◆ **Problem set**:
1: Can you return the stretch of the Grammys interview from "There were so many categories." through "charge is fair?", copied word for word?
2: Could you sum up the Grammys interview in two sentences?

◆ **Passage for review**:
--
That's because it no longer exists.

The organization that runs the Grammys has slashed the total number of award categories this year from 109 to 78. Also gone are categories including Hawaiian, Native American, Zydeco, Cajun, some gospel, and some instrumental pop, rock and country.

To find out what these changes mean for Boston-area musicians, WBUR's All Things Considered host Sacha Pfeiffer spoke with John Kellogg, assistant chair of the music business/management department at Berklee. He is also an entertainment attorney and a former lead singer of the group Cameo.


Sacha Pfeiffer: You have said before that you think these changes will hurt musicians, like your students, and may even hurt some of the current 30 nominees for Grammys this year who have some connection to Berklee. Why do you think it could hurt them?

John Kellogg: Well, it disadvantages students because at some point, once they graduate and they get involved in the industry, they're going to want to have the greatest opportunity to have these kind of nominations, because it really helps and bolsters their careers as far as sale of records and even live performance fees and the number of engagements they can have.

I'm an entertainment lawyer and I had a client that was nominated a couple of years ago in the Best Gospel/Male Performance category, which is eliminated this year, and as a result of him just being nominated he received more performance dates and it increased his record sales.

The National Academy of Recording Arts and Sciences, which runs the Grammys, said it made these changes to make the Grammys more competitive and meaningful. The group points out that in some categories, there were so few people entering that it really diluted the impact of the award. In fact, at the first Grammys in the late 1950s, there were only 17 awards. Somehow it ballooned to more than 100. Do you think the academy has a fair point when it says that by winnowing down the number of categories, the Grammys will mean more?

They do have a point, and I'll be frank with you: I went to the awards last year and the pre-televised awards were very long.

Because there were so many categories?

There were so many categories. And they felt that they had to pare it down. But it's still going to have a devastating effect for many genres of music.

Sanabria is actually leading a class-action lawsuit against the Grammy organization that claims that these changes are racist because a substantial percentage of the affected categories are broadly considered ethnic. Now on the other hand, there are certainly some non-ethnic categories eliminated, like Children's Spoken Word, and the vocal categories that are separate for male and female have now been combined into unisex categories. Do you think the racist charge is fair?

No. I don't think that that was the intent at all. The rock categories have been halved. The R&B categories have been halved. Country music has been halved. So even though I don't think that was the intent, the music that's popular today on the Hot 100s really emanate from a jazz, R&B, soul music base. So that's the reason why I think that it's so hurtful to people from minority groups.

And overall, you think just fewer opportunities for Berklee grads may be the end result of this?

Absolutely. I was just at an event with Lalah Hathaway, the daughter of the late, great Donny Hathaway. And she's a Berklee grad, and she won an award last year with Kirk Whalum — the Best Gospel Song. And she was concerned about it — not so much for her, but for some of her friends who are in the industry that would normally have been nominated in these R&B or urban music categories that aren't going to have that opportunity now.

Of the 30 Berklee-related nominees this year, any that — if you were a betting man — you think might come away with a Grammy this year?

Well, I think a number of them will. We have great songwriters — Claude Kelly. We have great producers — Makeba Riddick — that have written great songs and produced great songs. And they've won in the past, and I think they'll win again this year.

This program aired on February 10, 2012.
--
[Pointing data grounded in images]
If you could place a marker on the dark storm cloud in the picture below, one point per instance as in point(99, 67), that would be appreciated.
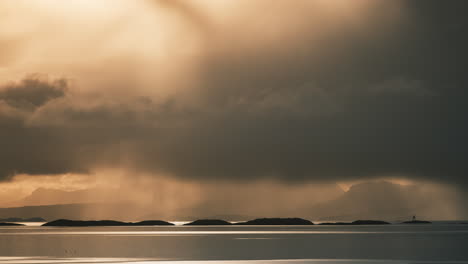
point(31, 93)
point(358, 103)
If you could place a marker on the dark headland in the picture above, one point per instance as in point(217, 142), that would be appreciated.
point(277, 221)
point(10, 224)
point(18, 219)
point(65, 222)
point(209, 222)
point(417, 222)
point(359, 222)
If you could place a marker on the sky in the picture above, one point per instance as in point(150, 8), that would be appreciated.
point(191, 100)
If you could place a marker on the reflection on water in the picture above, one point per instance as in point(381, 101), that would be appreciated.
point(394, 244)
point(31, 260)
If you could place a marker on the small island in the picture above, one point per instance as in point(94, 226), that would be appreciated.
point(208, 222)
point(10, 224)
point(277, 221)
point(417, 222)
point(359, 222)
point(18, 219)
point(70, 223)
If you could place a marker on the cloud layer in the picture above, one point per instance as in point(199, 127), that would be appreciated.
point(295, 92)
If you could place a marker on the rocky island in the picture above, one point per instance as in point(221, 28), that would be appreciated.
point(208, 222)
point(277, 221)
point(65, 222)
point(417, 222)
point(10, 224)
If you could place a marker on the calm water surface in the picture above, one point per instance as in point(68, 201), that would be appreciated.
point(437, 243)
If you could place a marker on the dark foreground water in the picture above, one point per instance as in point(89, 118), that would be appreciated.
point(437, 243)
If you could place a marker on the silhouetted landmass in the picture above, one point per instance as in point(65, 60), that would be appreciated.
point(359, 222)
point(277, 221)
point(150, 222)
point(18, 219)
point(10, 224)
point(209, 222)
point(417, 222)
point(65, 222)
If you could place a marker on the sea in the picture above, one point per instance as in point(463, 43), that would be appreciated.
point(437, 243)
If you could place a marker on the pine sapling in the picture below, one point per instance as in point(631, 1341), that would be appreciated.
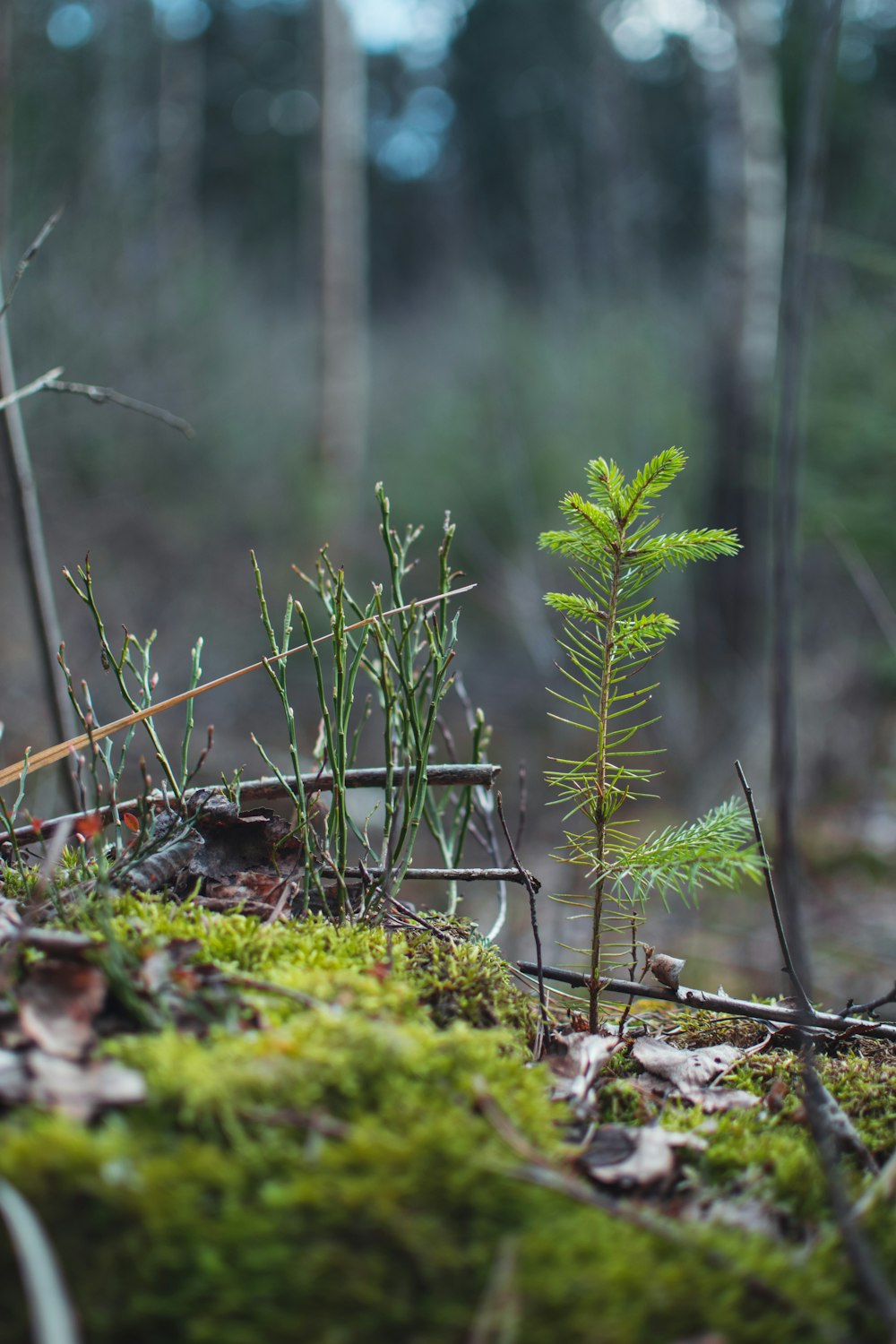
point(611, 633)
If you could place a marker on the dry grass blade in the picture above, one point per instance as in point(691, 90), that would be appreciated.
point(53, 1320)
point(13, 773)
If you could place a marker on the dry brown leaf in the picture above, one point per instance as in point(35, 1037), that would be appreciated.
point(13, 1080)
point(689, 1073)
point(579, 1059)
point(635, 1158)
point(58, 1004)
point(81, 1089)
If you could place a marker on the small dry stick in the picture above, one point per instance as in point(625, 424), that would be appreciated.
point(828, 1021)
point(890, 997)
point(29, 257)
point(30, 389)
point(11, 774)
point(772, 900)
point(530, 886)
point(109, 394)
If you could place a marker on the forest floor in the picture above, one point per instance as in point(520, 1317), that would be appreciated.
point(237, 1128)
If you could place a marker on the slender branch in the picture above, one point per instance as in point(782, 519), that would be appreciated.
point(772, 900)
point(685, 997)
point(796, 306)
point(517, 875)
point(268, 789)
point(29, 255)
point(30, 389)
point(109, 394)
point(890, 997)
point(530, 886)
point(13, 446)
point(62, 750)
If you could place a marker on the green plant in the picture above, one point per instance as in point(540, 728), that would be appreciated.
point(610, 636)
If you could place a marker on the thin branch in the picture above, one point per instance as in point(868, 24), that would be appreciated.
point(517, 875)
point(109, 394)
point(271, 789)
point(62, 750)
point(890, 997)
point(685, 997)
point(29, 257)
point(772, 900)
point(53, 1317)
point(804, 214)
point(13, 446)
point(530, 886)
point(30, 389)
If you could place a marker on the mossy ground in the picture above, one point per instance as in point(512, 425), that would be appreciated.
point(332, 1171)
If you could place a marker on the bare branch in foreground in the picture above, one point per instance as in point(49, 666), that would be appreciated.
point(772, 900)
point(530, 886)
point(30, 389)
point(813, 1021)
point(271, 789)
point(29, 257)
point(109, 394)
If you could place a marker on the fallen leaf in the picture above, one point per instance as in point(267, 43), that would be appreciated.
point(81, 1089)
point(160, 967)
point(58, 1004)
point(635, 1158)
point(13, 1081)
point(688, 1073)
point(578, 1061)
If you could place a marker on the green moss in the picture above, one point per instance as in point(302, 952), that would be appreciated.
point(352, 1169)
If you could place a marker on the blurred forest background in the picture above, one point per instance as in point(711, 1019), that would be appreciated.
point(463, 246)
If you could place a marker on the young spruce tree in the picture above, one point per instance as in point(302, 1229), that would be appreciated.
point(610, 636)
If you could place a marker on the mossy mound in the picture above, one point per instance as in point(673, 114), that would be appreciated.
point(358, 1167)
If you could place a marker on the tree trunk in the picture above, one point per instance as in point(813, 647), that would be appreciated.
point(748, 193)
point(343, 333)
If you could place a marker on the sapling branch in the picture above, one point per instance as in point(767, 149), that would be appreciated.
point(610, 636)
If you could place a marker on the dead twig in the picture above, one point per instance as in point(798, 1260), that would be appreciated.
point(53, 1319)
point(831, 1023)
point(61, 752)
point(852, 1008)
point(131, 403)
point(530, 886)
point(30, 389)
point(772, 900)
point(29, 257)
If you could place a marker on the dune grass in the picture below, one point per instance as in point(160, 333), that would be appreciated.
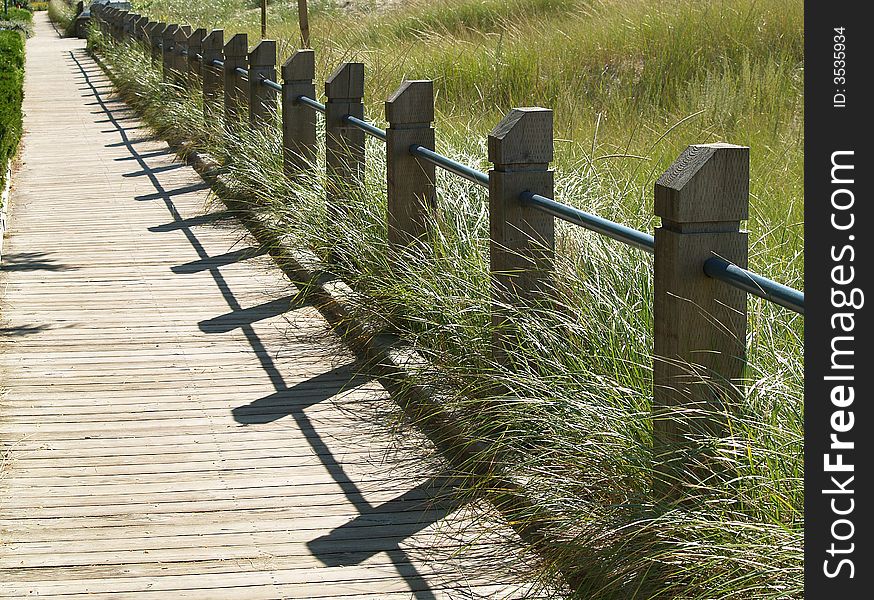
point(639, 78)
--
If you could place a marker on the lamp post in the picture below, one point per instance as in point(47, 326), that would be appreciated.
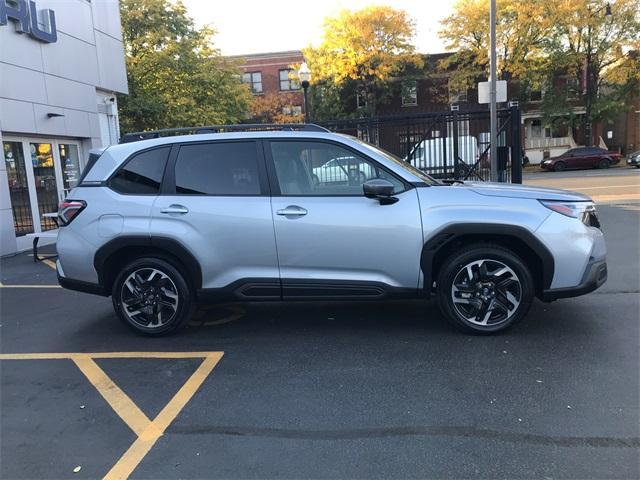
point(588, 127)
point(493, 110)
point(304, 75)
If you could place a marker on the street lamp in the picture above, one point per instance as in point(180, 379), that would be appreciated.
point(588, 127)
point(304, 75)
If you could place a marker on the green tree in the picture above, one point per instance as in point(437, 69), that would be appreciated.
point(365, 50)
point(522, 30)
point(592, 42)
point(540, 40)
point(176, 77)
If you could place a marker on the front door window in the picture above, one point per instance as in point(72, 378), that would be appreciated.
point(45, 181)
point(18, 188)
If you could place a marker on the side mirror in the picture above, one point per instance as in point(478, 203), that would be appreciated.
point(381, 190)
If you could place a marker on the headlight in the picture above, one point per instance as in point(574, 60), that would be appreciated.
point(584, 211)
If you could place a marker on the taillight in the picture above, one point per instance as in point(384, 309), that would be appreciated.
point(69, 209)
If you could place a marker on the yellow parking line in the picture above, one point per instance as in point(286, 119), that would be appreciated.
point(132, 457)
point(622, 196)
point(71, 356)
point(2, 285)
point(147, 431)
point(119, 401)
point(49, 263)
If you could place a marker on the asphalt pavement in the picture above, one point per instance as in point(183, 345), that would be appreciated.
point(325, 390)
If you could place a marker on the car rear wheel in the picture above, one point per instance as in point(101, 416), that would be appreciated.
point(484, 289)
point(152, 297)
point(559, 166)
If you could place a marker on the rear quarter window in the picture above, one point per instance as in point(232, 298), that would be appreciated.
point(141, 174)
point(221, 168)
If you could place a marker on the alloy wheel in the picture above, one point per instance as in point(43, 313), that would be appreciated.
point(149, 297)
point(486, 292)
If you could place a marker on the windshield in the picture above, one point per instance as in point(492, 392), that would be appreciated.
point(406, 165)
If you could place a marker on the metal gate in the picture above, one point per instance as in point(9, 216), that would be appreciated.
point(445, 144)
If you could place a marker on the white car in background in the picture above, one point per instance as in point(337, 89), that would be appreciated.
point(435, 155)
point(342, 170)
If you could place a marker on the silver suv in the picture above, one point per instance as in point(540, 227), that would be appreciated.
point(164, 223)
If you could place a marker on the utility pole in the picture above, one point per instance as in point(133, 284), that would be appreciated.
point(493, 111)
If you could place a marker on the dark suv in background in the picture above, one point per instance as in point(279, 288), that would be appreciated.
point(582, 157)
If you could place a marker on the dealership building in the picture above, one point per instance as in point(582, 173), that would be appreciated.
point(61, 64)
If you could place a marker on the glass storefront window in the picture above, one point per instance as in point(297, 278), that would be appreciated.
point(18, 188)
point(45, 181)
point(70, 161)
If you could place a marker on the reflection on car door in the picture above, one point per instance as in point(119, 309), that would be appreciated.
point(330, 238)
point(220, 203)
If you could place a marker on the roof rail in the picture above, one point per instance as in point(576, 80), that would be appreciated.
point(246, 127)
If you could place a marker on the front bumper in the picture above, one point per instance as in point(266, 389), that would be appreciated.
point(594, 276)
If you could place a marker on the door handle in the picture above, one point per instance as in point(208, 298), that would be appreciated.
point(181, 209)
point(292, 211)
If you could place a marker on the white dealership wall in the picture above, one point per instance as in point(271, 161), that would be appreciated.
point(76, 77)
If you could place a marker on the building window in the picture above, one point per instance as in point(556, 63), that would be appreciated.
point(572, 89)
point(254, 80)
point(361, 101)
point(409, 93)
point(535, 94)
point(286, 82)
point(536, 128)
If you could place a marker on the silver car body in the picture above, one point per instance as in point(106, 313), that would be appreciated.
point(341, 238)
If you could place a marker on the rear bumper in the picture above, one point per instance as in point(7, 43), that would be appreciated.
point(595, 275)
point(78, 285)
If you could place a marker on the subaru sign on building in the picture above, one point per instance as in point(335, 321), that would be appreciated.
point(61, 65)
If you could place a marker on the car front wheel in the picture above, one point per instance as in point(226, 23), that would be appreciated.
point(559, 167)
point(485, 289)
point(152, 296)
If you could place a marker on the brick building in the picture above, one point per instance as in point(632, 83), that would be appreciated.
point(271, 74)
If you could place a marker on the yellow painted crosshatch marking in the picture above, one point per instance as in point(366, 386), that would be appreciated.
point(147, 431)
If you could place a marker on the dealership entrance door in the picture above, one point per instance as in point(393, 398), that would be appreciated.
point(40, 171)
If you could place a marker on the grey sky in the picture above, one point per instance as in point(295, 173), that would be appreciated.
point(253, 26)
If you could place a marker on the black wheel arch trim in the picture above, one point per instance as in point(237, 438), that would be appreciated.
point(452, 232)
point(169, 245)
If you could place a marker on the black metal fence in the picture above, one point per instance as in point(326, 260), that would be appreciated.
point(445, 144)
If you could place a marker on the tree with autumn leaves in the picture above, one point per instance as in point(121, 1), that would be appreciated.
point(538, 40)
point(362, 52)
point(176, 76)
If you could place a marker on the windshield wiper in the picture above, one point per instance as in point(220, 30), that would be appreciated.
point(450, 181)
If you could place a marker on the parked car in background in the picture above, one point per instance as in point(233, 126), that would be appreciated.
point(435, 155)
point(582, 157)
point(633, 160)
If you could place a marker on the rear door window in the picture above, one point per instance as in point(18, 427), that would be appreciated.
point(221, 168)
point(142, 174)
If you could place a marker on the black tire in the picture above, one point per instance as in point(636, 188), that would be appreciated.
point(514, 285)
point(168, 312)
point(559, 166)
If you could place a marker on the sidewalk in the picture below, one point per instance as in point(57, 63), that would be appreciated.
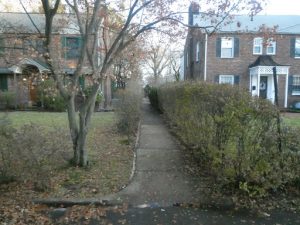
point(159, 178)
--
◆ **Task solutions**:
1:
There were so many categories. And they felt that they had to pare it down. But it's still going to have a devastating effect for many genres of music.

Sanabria is actually leading a class-action lawsuit against the Grammy organization that claims that these changes are racist because a substantial percentage of the affected categories are broadly considered ethnic. Now on the other hand, there are certainly some non-ethnic categories eliminated, like Children's Spoken Word, and the vocal categories that are separate for male and female have now been combined into unisex categories. Do you think the racist charge is fair?

2: The organization that runs the Grammys cut its award categories from 109 to 78 this year, eliminating categories such as Hawaiian, Native American, Zydeco and Cajun, and said the changes would make the awards more competitive and meaningful. Berklee's John Kellogg grants that the academy has a point but argues the cuts will have a devastating effect on many genres and mean fewer opportunities for musicians, including Berklee graduates, though he does not believe the changes were racist in intent.